-- Start of Document --

Session 10: Standard error, Bootstrapping and Confidence intervals

This week we will continue the statistics training by studying three important concepts; standard error (Video 1), bootstrapping (Video 2) and confidence intervals (Video 3).

Start by watching Video 1 (The standard error, Clearly Explained!!!).

In the video, Josh explains that the standard error is the standard deviation of sample means drawn from the same population. In other words, if we repeatedly take samples from a population, we can compute the standard error by calculating the standard deviation of those sample means. He illustrates this idea with an example starting at 2:44, in which samples of mouse weight measurements are taken (although this may not be the most well considered example, since the normal curve is centered at zero, implying that 50% of the mice would have negative weights). In the example, the sampling is repeated only three times, which hardly qualifies as “a bunch of times.” Your task is to replicate this analysis, but instead of taking three samples, take 10,000. Use the visuals and table in the example to determine the population parameters (speaking of well considered examples, would you say that the population normal curve in the video aligns with the characteristics of the drawn samples?). Calculate the standard error of the mean. If this exercise feels similar to something we did when learning about variance and standard deviation, you are on the right track.
When taking samples to calculate the standard error (and in other situations when working with simulations or random sampling), why is it important to do so “a bunch of times”, and how many times are enough?

Study the code in the code chunk below and explain each part (it may help to run the code one section at a time and inspect the output). What does the set_names() function do and why is it important to use it in this case? Why do we include two (nested) map() functions?
Run the code (it will take a minute or two) and continue the pipe to recreate the plot, as closely as possible, shown below the code chunk. Make sure the x-axis is formatted correctly. Be prepared to share your plot when we meet on Wednesday.
Copy and paste your final code, and add set.seed(12345) at the very beginning before all other functions. Then rerun the code and compare the output to your previous results and the plot shown below. Explain what the set.seed() function does and why it is a helpful tool when working with simulations or random sampling.
Is the pattern (in terms of convergence as n_samples increases) affected by the sample size of each individual sample (the number the n argument is set to in rnorm())?

log10_seq <- as.integer(10 ^ (seq(1, 5, .1)))

log10_seq_names <- set_names(log10_seq)

-- End of Document --
-- Start of Entries shown --

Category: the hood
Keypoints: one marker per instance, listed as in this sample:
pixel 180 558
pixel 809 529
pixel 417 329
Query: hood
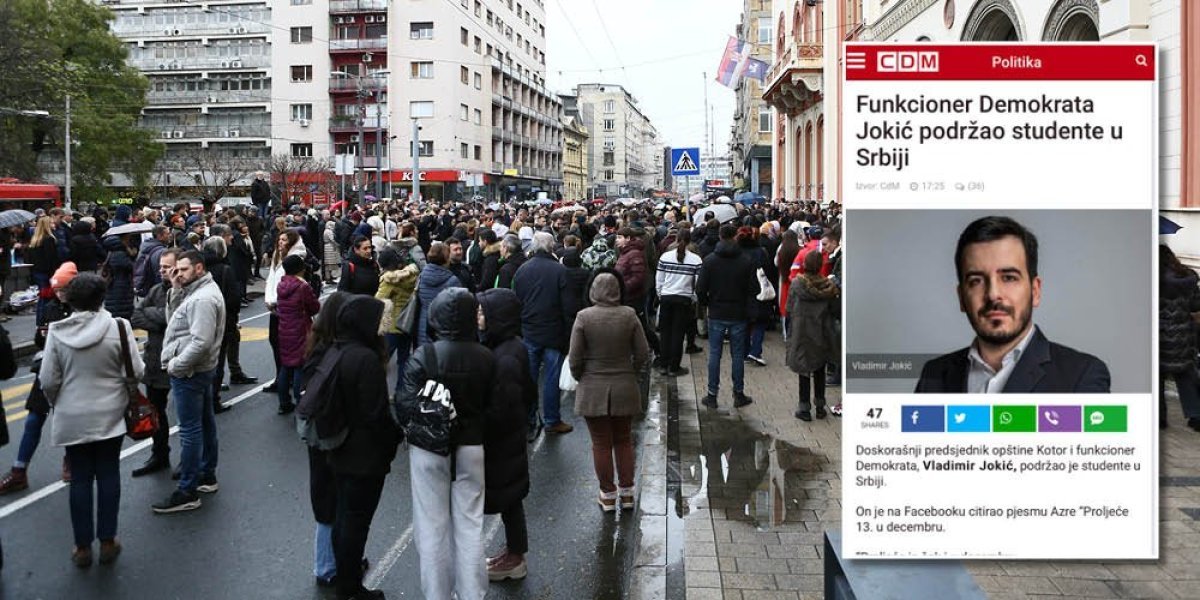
pixel 358 321
pixel 453 315
pixel 83 329
pixel 605 289
pixel 502 311
pixel 727 249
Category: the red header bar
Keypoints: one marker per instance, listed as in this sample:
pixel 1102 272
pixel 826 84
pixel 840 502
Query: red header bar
pixel 988 61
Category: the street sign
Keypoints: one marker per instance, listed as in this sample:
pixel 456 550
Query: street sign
pixel 685 161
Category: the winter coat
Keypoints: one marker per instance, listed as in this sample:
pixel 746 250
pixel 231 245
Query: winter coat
pixel 295 309
pixel 195 328
pixel 151 317
pixel 607 352
pixel 359 276
pixel 541 286
pixel 631 267
pixel 397 288
pixel 727 283
pixel 1177 299
pixel 465 366
pixel 83 376
pixel 810 333
pixel 119 299
pixel 432 281
pixel 363 391
pixel 514 395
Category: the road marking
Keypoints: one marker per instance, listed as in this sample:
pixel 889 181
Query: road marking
pixel 13 507
pixel 389 558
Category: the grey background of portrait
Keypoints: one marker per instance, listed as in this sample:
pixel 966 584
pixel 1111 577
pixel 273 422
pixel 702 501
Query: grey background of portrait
pixel 1097 293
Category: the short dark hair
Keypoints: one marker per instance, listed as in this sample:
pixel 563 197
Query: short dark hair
pixel 85 292
pixel 993 228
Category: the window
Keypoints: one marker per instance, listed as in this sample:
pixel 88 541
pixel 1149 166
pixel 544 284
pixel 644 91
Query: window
pixel 765 119
pixel 301 73
pixel 301 112
pixel 421 30
pixel 763 29
pixel 420 108
pixel 423 70
pixel 301 35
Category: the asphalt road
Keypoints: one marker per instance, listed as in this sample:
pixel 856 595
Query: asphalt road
pixel 253 538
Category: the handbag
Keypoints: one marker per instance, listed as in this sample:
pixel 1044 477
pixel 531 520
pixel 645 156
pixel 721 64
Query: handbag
pixel 141 417
pixel 766 291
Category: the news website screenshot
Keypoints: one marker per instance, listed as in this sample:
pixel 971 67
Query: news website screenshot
pixel 1000 301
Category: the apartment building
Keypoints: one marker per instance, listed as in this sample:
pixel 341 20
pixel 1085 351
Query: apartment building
pixel 624 143
pixel 750 141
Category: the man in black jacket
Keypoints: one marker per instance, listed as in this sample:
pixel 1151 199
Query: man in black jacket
pixel 727 283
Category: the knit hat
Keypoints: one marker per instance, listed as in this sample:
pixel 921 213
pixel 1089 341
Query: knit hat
pixel 63 276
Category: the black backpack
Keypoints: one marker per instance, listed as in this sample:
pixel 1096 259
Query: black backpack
pixel 433 418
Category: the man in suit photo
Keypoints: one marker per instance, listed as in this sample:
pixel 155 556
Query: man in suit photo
pixel 996 262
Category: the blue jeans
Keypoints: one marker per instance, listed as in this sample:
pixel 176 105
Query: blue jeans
pixel 552 360
pixel 718 330
pixel 29 439
pixel 287 385
pixel 197 429
pixel 95 463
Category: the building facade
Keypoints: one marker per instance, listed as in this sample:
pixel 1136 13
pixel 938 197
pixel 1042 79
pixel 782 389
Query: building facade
pixel 575 160
pixel 623 144
pixel 750 142
pixel 1173 24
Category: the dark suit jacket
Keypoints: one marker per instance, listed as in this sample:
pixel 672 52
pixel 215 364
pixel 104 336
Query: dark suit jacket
pixel 1045 367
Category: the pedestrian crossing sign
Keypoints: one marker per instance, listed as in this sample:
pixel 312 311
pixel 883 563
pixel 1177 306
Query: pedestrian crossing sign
pixel 685 161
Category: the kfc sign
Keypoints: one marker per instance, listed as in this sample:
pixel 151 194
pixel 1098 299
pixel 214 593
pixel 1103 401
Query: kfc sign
pixel 906 61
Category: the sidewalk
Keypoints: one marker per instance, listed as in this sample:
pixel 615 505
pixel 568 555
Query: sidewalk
pixel 761 487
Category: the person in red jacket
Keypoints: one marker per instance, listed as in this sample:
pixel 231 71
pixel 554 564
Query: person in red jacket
pixel 297 305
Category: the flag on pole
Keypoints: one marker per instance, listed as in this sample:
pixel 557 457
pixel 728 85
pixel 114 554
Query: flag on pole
pixel 737 63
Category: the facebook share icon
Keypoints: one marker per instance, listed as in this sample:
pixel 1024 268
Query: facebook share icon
pixel 923 419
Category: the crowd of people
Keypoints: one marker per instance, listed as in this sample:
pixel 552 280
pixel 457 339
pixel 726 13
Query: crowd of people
pixel 489 301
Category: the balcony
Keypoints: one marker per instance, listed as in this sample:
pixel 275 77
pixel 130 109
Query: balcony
pixel 370 43
pixel 796 81
pixel 343 6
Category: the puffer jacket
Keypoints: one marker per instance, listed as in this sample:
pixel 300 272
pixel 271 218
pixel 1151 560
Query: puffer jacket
pixel 195 328
pixel 1177 299
pixel 433 280
pixel 465 366
pixel 397 287
pixel 514 395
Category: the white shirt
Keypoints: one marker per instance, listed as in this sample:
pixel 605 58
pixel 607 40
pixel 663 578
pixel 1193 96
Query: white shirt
pixel 983 379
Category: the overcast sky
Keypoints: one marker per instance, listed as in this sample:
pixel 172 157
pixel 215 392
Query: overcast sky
pixel 665 47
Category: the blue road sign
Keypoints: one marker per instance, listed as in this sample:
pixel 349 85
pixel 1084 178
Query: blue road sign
pixel 685 161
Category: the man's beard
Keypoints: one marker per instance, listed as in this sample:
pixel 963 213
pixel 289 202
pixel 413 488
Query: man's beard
pixel 1002 339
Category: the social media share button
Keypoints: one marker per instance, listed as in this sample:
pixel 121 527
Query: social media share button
pixel 1057 419
pixel 1014 419
pixel 923 419
pixel 969 419
pixel 1105 419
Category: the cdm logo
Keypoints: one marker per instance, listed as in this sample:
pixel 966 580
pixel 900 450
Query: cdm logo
pixel 906 61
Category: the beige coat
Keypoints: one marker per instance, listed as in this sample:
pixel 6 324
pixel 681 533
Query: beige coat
pixel 607 352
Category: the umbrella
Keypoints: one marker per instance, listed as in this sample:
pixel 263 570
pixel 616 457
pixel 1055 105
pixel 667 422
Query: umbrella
pixel 723 213
pixel 1165 226
pixel 16 217
pixel 143 227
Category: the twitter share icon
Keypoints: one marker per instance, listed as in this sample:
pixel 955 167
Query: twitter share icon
pixel 969 419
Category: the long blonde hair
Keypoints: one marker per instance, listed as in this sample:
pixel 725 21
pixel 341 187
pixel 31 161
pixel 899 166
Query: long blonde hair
pixel 41 232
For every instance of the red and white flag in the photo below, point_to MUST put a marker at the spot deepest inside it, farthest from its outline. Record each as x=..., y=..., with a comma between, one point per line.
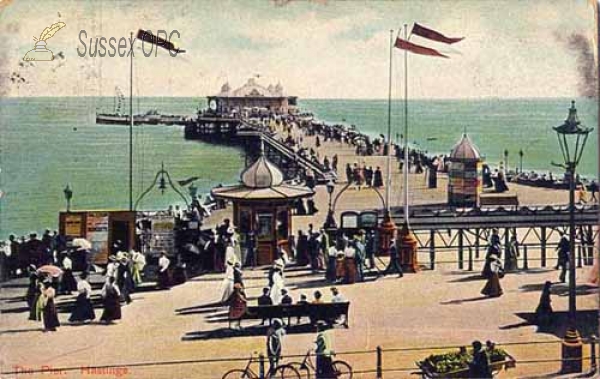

-- End of Entries shown --

Jobs →
**A.** According to the session page, at what time in Video 1 does the mouse weight example start?
**B.** List each concept the session page says will be studied this week, along with the video that covers it.

Solutions below →
**A.** 2:44

**B.** Standard error (Video 1), bootstrapping (Video 2), confidence intervals (Video 3)